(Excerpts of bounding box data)
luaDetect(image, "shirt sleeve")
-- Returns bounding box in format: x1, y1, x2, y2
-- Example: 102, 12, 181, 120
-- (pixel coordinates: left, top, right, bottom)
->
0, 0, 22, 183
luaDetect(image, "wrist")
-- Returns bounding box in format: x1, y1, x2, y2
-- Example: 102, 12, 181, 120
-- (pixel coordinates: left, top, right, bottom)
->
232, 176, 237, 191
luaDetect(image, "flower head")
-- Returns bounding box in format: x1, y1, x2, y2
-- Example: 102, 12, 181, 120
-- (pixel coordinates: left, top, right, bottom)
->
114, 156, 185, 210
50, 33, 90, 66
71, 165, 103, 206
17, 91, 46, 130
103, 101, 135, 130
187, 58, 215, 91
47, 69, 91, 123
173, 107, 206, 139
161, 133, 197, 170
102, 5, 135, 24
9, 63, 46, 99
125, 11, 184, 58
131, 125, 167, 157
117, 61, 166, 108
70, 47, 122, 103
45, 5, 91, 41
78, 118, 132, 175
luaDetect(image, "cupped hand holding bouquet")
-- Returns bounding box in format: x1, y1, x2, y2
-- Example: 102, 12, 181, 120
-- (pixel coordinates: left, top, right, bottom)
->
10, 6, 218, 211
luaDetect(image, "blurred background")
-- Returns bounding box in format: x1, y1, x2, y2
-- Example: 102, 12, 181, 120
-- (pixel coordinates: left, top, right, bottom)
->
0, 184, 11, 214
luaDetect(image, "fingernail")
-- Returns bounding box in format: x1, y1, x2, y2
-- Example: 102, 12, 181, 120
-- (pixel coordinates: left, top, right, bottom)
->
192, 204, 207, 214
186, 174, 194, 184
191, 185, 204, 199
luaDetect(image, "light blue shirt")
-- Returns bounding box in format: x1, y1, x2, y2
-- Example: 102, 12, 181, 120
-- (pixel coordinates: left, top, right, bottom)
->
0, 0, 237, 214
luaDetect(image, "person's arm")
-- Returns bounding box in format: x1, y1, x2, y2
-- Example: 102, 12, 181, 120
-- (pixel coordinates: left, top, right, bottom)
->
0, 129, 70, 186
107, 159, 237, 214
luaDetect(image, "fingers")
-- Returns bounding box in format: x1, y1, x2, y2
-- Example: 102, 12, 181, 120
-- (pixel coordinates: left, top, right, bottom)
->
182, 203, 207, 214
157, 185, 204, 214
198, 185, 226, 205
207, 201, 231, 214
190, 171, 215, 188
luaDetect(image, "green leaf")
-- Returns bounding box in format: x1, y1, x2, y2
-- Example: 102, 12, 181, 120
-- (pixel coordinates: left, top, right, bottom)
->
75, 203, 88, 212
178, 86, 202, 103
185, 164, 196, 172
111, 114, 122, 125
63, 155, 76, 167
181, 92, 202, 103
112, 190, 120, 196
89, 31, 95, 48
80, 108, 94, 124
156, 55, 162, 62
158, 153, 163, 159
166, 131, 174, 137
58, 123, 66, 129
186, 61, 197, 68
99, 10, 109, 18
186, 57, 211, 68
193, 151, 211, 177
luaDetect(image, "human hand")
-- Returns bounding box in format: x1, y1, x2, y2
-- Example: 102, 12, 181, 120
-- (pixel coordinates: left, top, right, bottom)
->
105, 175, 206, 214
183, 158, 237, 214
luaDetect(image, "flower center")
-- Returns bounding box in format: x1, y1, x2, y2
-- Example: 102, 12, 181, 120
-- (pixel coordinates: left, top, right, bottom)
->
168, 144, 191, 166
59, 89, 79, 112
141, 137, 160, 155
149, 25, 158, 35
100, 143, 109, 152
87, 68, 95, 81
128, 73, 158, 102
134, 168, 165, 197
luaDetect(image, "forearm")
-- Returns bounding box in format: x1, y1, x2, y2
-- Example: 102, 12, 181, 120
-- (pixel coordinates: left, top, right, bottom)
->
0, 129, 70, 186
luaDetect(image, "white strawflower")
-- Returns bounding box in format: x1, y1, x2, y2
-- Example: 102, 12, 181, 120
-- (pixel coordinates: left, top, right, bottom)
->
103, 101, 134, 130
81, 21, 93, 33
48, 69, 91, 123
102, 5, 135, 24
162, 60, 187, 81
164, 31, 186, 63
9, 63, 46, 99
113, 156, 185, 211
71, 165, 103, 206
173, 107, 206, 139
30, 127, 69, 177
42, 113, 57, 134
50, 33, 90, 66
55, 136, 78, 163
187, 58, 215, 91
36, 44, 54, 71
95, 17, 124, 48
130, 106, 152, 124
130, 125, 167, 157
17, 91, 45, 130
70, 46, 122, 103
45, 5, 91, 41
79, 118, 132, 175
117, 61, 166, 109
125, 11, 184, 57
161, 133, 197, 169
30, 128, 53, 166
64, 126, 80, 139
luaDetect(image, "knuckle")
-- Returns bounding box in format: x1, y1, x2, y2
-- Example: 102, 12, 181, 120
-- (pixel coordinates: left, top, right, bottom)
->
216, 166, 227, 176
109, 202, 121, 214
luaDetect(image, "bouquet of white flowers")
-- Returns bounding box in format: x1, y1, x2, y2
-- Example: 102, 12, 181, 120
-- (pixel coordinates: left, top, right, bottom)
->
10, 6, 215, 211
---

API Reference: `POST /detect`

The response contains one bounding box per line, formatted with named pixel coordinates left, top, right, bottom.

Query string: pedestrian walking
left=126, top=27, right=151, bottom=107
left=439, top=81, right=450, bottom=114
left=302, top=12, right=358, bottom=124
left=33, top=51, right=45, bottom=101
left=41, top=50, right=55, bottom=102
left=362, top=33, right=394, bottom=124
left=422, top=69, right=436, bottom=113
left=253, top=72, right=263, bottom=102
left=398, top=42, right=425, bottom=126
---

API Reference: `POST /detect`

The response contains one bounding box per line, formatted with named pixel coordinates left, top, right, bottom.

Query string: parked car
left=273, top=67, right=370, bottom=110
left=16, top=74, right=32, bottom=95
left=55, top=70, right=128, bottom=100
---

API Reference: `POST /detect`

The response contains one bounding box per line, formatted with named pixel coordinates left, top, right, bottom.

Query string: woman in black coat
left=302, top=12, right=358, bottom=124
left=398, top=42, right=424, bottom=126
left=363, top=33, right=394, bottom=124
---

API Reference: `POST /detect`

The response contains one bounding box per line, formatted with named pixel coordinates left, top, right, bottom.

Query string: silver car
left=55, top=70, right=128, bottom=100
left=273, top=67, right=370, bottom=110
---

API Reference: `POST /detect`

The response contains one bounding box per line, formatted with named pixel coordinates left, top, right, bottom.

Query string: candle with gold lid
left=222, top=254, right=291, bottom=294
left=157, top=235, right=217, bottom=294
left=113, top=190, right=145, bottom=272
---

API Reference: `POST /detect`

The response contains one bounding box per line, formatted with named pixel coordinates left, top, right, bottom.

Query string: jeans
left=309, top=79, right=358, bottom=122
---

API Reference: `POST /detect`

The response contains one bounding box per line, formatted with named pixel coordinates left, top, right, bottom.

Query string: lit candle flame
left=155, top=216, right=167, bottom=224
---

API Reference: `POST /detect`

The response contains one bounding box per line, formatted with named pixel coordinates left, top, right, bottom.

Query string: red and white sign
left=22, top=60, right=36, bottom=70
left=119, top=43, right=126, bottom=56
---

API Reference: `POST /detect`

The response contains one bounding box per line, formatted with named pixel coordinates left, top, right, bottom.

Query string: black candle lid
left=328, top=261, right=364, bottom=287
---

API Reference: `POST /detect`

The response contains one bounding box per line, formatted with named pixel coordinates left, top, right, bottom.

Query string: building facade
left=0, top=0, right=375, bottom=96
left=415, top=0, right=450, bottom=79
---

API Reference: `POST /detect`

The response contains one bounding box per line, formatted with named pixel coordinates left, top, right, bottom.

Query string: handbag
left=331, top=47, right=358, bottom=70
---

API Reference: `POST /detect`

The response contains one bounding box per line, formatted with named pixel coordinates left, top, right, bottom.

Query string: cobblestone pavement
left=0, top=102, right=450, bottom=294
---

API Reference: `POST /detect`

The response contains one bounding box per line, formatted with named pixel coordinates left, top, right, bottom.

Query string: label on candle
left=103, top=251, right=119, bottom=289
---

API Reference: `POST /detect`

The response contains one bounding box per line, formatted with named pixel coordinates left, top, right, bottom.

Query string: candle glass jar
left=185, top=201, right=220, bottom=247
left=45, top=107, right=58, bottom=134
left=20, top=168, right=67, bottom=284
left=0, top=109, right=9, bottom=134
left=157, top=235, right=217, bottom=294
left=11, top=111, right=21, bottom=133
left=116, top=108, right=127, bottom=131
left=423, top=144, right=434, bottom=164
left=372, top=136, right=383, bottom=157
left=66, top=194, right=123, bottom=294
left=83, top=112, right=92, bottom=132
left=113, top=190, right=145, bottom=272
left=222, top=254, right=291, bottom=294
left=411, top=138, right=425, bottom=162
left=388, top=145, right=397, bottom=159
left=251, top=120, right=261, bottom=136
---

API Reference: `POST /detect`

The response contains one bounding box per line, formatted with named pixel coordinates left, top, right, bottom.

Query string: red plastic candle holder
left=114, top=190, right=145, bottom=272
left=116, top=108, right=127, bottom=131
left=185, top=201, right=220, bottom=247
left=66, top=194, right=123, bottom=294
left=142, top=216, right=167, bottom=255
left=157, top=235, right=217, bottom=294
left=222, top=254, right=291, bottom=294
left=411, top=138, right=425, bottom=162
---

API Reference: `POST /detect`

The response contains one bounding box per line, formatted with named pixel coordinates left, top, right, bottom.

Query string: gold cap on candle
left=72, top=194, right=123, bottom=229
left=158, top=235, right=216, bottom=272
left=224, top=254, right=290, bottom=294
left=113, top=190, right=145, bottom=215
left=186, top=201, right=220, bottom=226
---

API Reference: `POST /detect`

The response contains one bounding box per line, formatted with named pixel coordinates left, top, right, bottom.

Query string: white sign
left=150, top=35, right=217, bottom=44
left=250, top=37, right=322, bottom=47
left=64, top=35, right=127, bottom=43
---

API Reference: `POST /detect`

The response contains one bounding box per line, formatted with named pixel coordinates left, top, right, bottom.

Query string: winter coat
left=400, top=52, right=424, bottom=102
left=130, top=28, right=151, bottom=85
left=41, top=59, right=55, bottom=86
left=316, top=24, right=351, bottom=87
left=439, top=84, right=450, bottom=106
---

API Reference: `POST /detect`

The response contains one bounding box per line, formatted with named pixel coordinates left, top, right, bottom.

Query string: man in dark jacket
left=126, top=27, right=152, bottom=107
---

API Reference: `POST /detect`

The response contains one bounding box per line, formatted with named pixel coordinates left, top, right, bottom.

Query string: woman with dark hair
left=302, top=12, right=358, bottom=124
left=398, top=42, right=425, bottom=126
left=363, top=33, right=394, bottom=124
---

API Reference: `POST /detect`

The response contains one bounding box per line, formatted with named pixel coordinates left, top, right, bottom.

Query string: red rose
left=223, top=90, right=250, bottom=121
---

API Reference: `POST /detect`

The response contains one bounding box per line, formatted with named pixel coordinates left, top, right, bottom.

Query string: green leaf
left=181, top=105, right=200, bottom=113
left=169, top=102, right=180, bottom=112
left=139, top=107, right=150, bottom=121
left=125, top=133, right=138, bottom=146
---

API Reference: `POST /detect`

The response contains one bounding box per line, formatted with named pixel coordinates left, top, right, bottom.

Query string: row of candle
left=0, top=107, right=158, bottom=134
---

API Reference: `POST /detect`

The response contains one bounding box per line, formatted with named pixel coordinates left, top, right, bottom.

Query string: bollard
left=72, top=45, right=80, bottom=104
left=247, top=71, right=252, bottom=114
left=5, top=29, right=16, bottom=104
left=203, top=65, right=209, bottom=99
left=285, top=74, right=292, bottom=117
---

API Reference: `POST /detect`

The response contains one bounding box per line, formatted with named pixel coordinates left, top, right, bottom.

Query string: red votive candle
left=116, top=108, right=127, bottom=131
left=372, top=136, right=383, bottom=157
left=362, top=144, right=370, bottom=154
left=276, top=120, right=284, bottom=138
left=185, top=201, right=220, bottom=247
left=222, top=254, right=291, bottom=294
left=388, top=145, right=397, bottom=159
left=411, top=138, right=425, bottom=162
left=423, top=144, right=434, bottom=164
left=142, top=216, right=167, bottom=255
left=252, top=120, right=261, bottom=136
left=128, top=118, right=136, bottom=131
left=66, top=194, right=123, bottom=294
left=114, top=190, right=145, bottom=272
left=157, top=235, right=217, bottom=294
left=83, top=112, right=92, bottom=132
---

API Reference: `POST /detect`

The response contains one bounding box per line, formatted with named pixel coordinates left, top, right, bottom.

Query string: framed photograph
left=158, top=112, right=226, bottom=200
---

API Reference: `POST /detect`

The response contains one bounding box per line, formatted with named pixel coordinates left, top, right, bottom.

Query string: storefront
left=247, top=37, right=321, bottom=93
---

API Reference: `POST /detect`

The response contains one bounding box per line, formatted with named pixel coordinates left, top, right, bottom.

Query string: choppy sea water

## DESCRIPTION OF THE TASK
Copy out the rows verbatim, from the first line of the rows through the line containing "0, 0, 237, 214".

## WRITTEN REPLY
luaDetect(image, "shirt sleeve")
-- Returns bounding box in format: x1, y1, x2, y2
-- Example: 102, 12, 181, 120
-- (pixel coordinates: left, top, right, bottom)
->
0, 0, 22, 183
luaDetect(image, "wrist")
-- Returns bounding box in format: x1, y1, x2, y2
-- Example: 102, 12, 181, 120
-- (pixel coordinates: left, top, right, bottom)
->
232, 176, 237, 191
luaDetect(image, "flower head")
-- Returns bounding box in format: x1, y1, x2, y2
-- Example: 102, 12, 181, 120
-- (pixel coordinates: left, top, right, bottom)
->
114, 156, 185, 210
50, 33, 90, 66
71, 165, 103, 206
17, 91, 46, 130
103, 101, 135, 130
187, 58, 215, 91
47, 69, 91, 123
173, 107, 206, 139
161, 133, 197, 170
102, 5, 135, 24
9, 63, 46, 99
125, 11, 184, 58
131, 125, 167, 157
117, 61, 166, 108
70, 47, 122, 103
45, 5, 91, 41
78, 118, 132, 175
luaDetect(image, "cupped hand holding bouquet")
-- Returns bounding box in format: x1, y1, x2, y2
-- Example: 102, 12, 181, 120
-- (pixel coordinates: left, top, right, bottom)
->
10, 6, 218, 211
luaDetect(image, "blurred background")
-- Returns bounding box in format: x1, y1, x2, y2
-- Example: 102, 12, 181, 120
-- (pixel coordinates: left, top, right, bottom)
->
0, 184, 11, 214
luaDetect(image, "fingernail")
-- Returns bounding box in format: x1, y1, x2, y2
-- Example: 102, 12, 181, 120
-- (pixel coordinates: left, top, right, bottom)
->
192, 204, 207, 214
186, 174, 194, 184
191, 185, 204, 199
luaDetect(image, "light blue shirt")
-- Returns bounding box in format: x1, y1, x2, y2
-- Example: 102, 12, 181, 120
-- (pixel coordinates: left, top, right, bottom)
->
0, 0, 237, 214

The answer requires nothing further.